→ Excerpt to read:
╔══

NALINI SANTANAM, PHD, MPH, FAHA
Department of Biomedical Sciences
Prof. Department of Cardiology (Medicine)
Coordinator, Cardiovascular Disease Research cluster
1700 3rd Ave, 435S BBSC
Joan C. Edwards School of Medicine, Marshall University
Huntington, WV 25755
Redox Regulation of Cardiometabolic Diseases
Cardiometabolic diseases are on the rise within the United States especially in the Appalachian region (West Virginia- 2nd highest). Cardiometabolic diseases (CMD) includes obesity, Type 2 diabetes and cardiovascular diseases. Lifestyle modifications (diet and exercise) can help to reduce risk to CMD by regulating appetite and preventing metabolic dysfunction. Regulating redox stress is a key mechanism by which lifestyle modifications prevent CMD. Altering the gut-microbiome axis may also be involved. Our research utilizes novel stress-less mouse models (BBA 1863:2293-2306) to alter redox balance and improve appetite and microbiota. We are studying the effects of diets (high saturated, PUFA or omega-3 fatty acid rich diets) or exercise on appetite regulation (adipose-brain-liver cross-talk), gut microbiota and cardiometabolic endpoints in these mouse models. ECHO-MRI, CLAMS, rodent treadmills, rodent ultrasound, next generation sequencing, miRNA microarray, Luminex technology, Ingenuity pathway analysis etc are some of the cutting edge techniques that are routinely used in our studies.

╚══

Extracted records
╔══

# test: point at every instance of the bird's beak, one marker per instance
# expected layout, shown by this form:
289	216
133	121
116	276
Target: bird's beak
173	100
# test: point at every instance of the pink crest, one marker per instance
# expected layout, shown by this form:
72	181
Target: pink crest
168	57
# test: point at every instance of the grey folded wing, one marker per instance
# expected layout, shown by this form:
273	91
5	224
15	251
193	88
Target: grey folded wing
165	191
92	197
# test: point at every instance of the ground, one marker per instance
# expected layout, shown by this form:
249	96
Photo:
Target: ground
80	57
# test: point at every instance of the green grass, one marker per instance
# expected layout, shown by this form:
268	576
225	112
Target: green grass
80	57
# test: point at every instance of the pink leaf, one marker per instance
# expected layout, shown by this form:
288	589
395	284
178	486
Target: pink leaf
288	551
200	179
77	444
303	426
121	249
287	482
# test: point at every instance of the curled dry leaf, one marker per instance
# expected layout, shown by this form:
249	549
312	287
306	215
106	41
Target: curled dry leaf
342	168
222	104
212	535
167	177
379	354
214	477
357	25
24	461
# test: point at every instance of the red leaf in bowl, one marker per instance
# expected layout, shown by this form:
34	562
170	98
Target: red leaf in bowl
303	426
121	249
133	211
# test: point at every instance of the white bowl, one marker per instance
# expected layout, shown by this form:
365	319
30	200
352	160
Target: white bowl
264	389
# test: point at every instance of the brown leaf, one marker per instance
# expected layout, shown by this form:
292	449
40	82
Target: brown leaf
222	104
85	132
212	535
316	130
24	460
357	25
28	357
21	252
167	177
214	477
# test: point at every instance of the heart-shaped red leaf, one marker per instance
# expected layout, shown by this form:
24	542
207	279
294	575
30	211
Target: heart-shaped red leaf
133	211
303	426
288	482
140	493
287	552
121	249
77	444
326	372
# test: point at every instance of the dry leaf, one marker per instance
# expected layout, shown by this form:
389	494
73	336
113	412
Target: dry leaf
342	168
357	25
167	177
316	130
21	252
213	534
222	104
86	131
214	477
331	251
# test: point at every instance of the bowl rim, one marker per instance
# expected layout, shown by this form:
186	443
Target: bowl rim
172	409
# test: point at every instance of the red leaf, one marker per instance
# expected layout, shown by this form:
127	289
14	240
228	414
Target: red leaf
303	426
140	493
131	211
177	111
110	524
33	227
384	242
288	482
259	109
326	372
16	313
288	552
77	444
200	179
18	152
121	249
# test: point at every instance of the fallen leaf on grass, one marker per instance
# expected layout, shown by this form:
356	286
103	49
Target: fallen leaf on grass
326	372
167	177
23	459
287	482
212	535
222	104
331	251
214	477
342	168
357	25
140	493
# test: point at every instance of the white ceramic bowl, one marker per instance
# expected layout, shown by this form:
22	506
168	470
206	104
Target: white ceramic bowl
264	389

╚══

→ Prompt 1:
Translate this sentence from the research profile into Spanish: "Altering the gut-microbiome axis may also be involved."
→ Prompt 2:
Extend the research profile on redox regulation of cardiometabolic diseases, starting after its final sentence.
The material is not needed for this work.

→ Written reply 1:
La alteración del eje intestino-microbioma también puede estar implicada.

→ Written reply 2:
Aging and Adipose Dysfunction
Aging increases risk to cardiometabolic diseases especially cardiovascular disease, insulin resistance leading to diabetes. Studies have shown a loss of adipose function with aging. Our studies using Aging rat models (Fischer 344 x Brown Norway hybrid rats-FBN) showed sex dependent changes in ectopic fat adipokine profile. Our studies further showed a loss in metabolic plasticity in preadipocytes (adipose derived stem cells) with aging. MicroRNAs that regulated adipocyte differentiation were dysfunctional (PLoS One, 2013, 8(3):e59238, J Physiol & Biochem, 2017, 73:215-224). Our NIH (NIA) funded study investigates the association between increased risk to insulin resistance during aging to changes in pathways that regulate microRNA biogenesis and function in the adipose tissue.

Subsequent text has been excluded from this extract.